INSTRUCTIONS TO FOLLOW: Rewrite the data below with every "distant building" changed to "background building", leaving all else untouched.

DATASET RECORDS:
=====

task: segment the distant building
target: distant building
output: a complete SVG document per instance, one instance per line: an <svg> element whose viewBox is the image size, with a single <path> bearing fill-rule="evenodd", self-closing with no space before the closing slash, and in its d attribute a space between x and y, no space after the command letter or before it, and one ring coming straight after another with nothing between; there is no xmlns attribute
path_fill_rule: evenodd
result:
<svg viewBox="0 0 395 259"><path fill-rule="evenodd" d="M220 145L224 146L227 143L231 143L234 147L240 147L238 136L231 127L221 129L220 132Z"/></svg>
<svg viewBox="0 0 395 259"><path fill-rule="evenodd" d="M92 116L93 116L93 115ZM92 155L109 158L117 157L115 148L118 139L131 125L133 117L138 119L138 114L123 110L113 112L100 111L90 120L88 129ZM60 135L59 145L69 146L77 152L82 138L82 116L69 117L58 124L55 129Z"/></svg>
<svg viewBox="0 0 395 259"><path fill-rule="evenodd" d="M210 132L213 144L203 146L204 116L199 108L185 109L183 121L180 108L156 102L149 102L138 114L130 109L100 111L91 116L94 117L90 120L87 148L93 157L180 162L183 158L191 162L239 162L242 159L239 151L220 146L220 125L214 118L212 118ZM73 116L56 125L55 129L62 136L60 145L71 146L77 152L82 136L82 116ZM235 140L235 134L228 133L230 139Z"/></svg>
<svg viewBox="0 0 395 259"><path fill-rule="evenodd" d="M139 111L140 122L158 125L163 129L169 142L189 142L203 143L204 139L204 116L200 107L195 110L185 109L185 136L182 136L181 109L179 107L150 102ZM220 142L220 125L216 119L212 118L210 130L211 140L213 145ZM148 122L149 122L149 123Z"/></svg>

=====

RESULT OF THIS TASK:
task: segment the background building
target: background building
output: a complete SVG document per instance, one instance per line: an <svg> element whose viewBox is the image size, with a single <path> bearing fill-rule="evenodd", self-closing with no space before the closing slash, and in its d attribute a space between x and y, no space after the command letter or before it, and one ring coming straight after another with nothing between; there is no xmlns attribute
path_fill_rule: evenodd
result:
<svg viewBox="0 0 395 259"><path fill-rule="evenodd" d="M220 145L224 146L227 143L231 143L234 147L240 147L238 136L231 127L221 129L220 132Z"/></svg>
<svg viewBox="0 0 395 259"><path fill-rule="evenodd" d="M92 116L93 116L93 115ZM92 155L109 158L117 157L115 148L118 139L131 125L133 117L138 119L138 114L123 110L113 112L100 111L90 120L88 129ZM60 135L59 145L69 146L77 152L82 138L82 116L69 117L58 124L55 129Z"/></svg>
<svg viewBox="0 0 395 259"><path fill-rule="evenodd" d="M210 132L213 144L203 146L204 116L199 108L185 109L183 121L180 108L156 102L149 102L138 114L130 109L100 111L91 116L94 117L90 120L87 148L93 157L180 162L183 158L191 162L239 162L242 159L239 151L220 146L220 125L214 118L212 118ZM73 116L56 125L55 129L62 136L60 145L71 146L77 152L82 136L82 116ZM235 140L235 134L228 133L230 139Z"/></svg>
<svg viewBox="0 0 395 259"><path fill-rule="evenodd" d="M139 111L140 122L158 125L163 129L169 142L189 142L203 143L204 139L204 116L200 107L195 110L185 109L185 136L182 136L181 109L179 107L150 102ZM220 142L220 125L216 119L212 118L210 130L211 140L213 145ZM148 122L149 122L149 123Z"/></svg>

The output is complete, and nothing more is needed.